Turn the lines of the material below into a numbered list, with one entry for each line and the blank lines left out.

================

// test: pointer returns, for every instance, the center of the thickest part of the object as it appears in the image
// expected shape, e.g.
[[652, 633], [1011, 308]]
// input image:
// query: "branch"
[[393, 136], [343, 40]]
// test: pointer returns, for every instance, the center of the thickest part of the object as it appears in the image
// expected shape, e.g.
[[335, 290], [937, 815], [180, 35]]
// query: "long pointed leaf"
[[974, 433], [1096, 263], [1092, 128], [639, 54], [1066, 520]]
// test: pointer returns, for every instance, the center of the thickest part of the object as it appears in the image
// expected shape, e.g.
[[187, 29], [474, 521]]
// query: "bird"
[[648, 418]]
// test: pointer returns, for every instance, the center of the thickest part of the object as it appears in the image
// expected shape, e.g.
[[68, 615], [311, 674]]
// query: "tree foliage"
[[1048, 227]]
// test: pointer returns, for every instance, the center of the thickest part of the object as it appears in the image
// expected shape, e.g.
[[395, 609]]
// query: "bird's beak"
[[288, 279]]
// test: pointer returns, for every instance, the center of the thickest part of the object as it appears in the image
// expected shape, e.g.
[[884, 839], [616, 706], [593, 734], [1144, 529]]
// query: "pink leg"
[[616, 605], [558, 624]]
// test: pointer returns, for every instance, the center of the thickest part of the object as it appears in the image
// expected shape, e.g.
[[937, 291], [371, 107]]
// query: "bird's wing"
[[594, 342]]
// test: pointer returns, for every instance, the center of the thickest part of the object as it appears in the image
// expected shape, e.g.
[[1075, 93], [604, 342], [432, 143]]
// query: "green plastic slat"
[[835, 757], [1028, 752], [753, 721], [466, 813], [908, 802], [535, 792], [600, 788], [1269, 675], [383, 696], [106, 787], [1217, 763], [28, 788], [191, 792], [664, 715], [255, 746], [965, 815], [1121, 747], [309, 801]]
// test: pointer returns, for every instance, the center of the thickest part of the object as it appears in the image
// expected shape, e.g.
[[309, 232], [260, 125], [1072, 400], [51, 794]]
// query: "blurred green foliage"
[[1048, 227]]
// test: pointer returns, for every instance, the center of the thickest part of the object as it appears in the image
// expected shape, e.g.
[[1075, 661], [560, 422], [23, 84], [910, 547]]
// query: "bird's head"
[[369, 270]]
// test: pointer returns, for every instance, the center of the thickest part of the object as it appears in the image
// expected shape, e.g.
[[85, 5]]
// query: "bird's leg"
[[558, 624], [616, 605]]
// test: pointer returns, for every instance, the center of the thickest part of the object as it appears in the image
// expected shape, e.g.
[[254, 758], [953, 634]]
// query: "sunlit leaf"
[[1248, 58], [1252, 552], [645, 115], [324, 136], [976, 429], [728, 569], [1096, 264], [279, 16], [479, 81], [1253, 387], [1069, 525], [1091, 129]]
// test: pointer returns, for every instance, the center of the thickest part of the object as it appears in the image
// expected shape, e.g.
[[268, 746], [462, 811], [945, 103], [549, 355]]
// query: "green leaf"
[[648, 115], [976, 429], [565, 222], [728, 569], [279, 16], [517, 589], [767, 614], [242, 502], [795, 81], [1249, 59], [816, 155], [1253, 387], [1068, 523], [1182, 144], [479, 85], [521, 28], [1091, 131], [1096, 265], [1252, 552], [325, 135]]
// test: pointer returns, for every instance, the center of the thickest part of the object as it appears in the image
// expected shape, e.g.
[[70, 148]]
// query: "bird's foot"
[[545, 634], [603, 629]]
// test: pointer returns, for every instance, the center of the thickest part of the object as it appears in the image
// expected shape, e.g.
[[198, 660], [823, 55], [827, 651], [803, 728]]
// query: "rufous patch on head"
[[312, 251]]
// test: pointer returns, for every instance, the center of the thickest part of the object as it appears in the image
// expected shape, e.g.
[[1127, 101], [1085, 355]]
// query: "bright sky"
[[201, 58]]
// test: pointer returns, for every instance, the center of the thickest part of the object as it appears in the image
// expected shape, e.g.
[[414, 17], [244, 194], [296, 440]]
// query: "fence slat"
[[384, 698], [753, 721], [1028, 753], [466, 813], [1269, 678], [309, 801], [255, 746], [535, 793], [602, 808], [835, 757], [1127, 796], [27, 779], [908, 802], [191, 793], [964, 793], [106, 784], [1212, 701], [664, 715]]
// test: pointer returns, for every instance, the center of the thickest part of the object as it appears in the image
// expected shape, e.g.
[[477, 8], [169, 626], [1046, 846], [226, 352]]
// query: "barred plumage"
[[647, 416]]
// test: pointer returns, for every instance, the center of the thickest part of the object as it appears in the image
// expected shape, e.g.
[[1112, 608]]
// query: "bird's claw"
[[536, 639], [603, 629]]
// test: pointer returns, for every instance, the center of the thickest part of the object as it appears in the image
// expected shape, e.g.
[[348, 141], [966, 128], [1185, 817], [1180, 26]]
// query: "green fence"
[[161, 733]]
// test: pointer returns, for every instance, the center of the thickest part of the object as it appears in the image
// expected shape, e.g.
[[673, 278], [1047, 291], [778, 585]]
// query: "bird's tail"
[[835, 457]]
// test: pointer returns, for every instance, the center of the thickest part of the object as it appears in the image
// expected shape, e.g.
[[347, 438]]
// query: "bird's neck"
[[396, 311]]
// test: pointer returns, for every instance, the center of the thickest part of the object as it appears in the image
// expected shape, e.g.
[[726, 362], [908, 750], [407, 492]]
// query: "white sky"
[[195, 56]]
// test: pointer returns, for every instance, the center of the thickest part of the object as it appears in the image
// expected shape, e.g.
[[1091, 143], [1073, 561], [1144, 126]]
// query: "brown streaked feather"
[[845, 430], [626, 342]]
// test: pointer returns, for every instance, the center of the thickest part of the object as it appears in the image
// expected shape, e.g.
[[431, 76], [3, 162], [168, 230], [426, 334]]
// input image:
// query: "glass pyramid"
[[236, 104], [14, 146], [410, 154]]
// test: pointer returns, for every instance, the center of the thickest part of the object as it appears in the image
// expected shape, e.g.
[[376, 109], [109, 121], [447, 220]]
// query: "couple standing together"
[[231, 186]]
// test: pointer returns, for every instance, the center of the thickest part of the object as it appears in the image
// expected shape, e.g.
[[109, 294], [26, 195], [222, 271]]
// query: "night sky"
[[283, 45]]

================

Answer to this problem:
1. // test: pointer returns, for every instance, the center of the thickest part of the object as it appears in the image
2. // expected shape, e.g.
3. [[652, 633], [1011, 308]]
4. // input image:
5. // query: "branch"
6. [[393, 136], [343, 40]]
7. // test: pointer returns, for every instance, the center of the thickest part of the object as it appears in the image
8. // expected shape, e.g.
9. [[335, 290], [937, 815], [180, 35]]
10. // query: "long pointed leaf"
11. [[974, 433], [1096, 263], [1092, 128], [639, 54], [1066, 520]]
12. // test: pointer returns, for every instance, the center of the thickest part of the object as it appears in the image
13. // expected shape, e.g.
14. [[187, 29], [474, 521]]
15. // query: "bird"
16. [[648, 418]]
17. // test: pointer returns, for every instance, the center of the thickest part of the object as it appears in the image
18. // expected shape, e.g.
19. [[68, 615], [311, 674]]
20. // query: "tree foliage"
21. [[1048, 227]]
22. // test: pointer returns, for every instance, the center of the thickest part of the object as it appears in the image
23. // expected shape, e.g.
24. [[395, 609]]
25. // query: "bird's beak"
26. [[288, 279]]
27. // test: pointer returns, for every instance, the center of the thickest part of the object as it appears in the image
28. // expected shape, e.g.
29. [[884, 839], [616, 706], [593, 734], [1144, 529]]
30. // query: "pink leg"
31. [[616, 605], [558, 624]]
32. // test: pointer returns, for every instance, the center of the thickest part of the object as it appears in the image
33. // expected shape, e.g.
34. [[937, 291], [371, 107]]
35. // query: "bird's wing"
36. [[594, 342]]
37. // test: pointer returns, for every instance, the center of the thickest part of the object as it appears in the image
38. // expected shape, e.g.
39. [[1075, 93], [604, 342], [432, 143]]
40. // query: "green plastic slat"
41. [[835, 757], [1028, 752], [753, 721], [466, 813], [908, 802], [535, 792], [600, 788], [1269, 675], [383, 696], [106, 787], [1217, 763], [28, 788], [191, 792], [664, 715], [255, 746], [965, 815], [1121, 747], [309, 801]]
42. // test: pointer returns, for every instance, the center of the thickest part of the object as it appears in the image
43. // expected shape, e.g.
44. [[309, 232], [260, 125], [1072, 400], [51, 794]]
45. // query: "blurred green foliage"
46. [[1048, 227]]
47. // test: pointer returns, for every instance, the center of the thickest part of the object as it appears in the image
48. // expected shape, e.g.
49. [[1075, 661], [560, 422], [23, 84], [910, 547]]
50. // query: "bird's head"
51. [[369, 270]]
52. // test: pointer returns, for every instance, the center of the thickest part of the object as it appears in the image
53. // expected shape, e.g.
54. [[85, 5]]
55. // query: "bird's leg"
56. [[558, 624], [616, 605]]
57. // test: pointer returns, for every instance, the center of the thickest part of the object as it appears in the image
58. // expected shape, e.g.
59. [[254, 758], [953, 634]]
60. // query: "sunlit leaf"
61. [[1248, 58], [1252, 552], [645, 115], [324, 136], [976, 429], [728, 569], [1096, 264], [279, 16], [479, 81], [1253, 387], [1069, 525], [1091, 129]]
62. // test: pointer returns, for every instance, the center of the thickest part of the object as it appears in the image
63. // expected shape, e.g.
64. [[268, 746], [462, 811], [945, 103], [549, 355]]
65. // query: "green leaf"
66. [[648, 115], [976, 429], [565, 222], [728, 569], [279, 16], [517, 589], [767, 614], [242, 502], [795, 81], [1249, 59], [816, 155], [1253, 387], [1068, 523], [1182, 144], [479, 85], [521, 28], [1091, 131], [1096, 265], [1252, 552], [325, 135]]
67. // test: pointer returns, for every instance, the center of the thickest part of the object as it appears in the image
68. // expected shape, e.g.
69. [[70, 148]]
70. // query: "bird's foot"
71. [[545, 634], [603, 629]]
72. // test: pointer returns, for every instance, the center of the thickest part of the object as it appears in the image
73. // expected shape, e.g.
74. [[198, 660], [823, 55], [827, 651], [803, 728]]
75. // query: "rufous patch on head"
76. [[312, 251]]
77. // test: pointer returns, for every instance, the center of the thickest part of the object as it appears in the image
78. // expected shape, e.g.
79. [[1127, 101], [1085, 355]]
80. // query: "bright sky"
81. [[201, 58]]
82. // test: pointer returns, for every instance, the center of the thickest part of the object as it appears in the image
83. // expected shape, e.g.
84. [[414, 17], [244, 194], [296, 440]]
85. // query: "fence slat"
86. [[384, 698], [753, 721], [1028, 753], [466, 813], [1269, 678], [309, 801], [255, 746], [535, 793], [602, 808], [835, 757], [1127, 796], [27, 779], [908, 802], [191, 793], [964, 793], [106, 784], [1212, 701], [664, 715]]
87. // test: pointer returns, for every instance, the center of the thickest part of the object as it appears in the image
88. // expected shape, e.g.
89. [[477, 8], [169, 626], [1046, 846], [226, 352]]
90. // query: "barred plumage"
91. [[647, 416]]
92. // test: pointer returns, for every instance, the center of the thickest part of the object as it appears in the image
93. // expected shape, e.g.
94. [[1112, 608]]
95. // query: "bird's claw"
96. [[536, 639], [603, 629]]
97. // test: pointer returns, for every instance, the center of the thickest part of the object as it appears in the image
98. // expected shape, e.g.
99. [[348, 141], [966, 128], [1185, 817], [1180, 26]]
100. // query: "green fence"
101. [[161, 733]]
102. // test: pointer returns, for every instance, the center of the thickest part of the object as it appears in the image
103. // expected shape, e.g.
104. [[673, 278], [1047, 291], [778, 585]]
105. // query: "bird's tail"
106. [[835, 457]]
107. // test: pointer returns, for every instance, the center of the thickest part of the object as it appears in the image
108. // expected shape, e.g.
109. [[347, 438]]
110. // query: "bird's neck"
111. [[396, 311]]
112. // test: pointer returns, for every instance, the center of the thickest part of the object as it appears in the image
113. // expected shape, e.g.
114. [[726, 362], [908, 750], [407, 492]]
115. // query: "white sky"
116. [[195, 56]]
117. // test: pointer returns, for every instance, the center of the thickest part of the object as it appears in the image
118. // expected shape, e.g.
119. [[1091, 143], [1073, 561], [1144, 126]]
120. // query: "brown streaked feather"
121. [[845, 430], [626, 342]]
122. // test: pointer returns, for every instance, the center of the thickest part of the object as it appears in the image
123. // expected shape, e.g.
124. [[431, 76], [3, 162], [168, 230], [426, 334]]
125. // input image:
126. // query: "glass pyramid"
127. [[236, 104], [14, 146], [410, 154]]
128. // test: pointer returns, for every instance, the center of the thickest part of the object as it appears in the image
129. // expected shape, e.g.
130. [[376, 109], [109, 121], [447, 220]]
131. // query: "couple standing together"
132. [[231, 186]]
133. // test: pointer returns, for every instance, the center of the thickest part of the object as it appears in the image
134. // expected shape, e.g.
135. [[109, 294], [26, 195], [222, 271]]
136. // query: "night sky"
137. [[283, 45]]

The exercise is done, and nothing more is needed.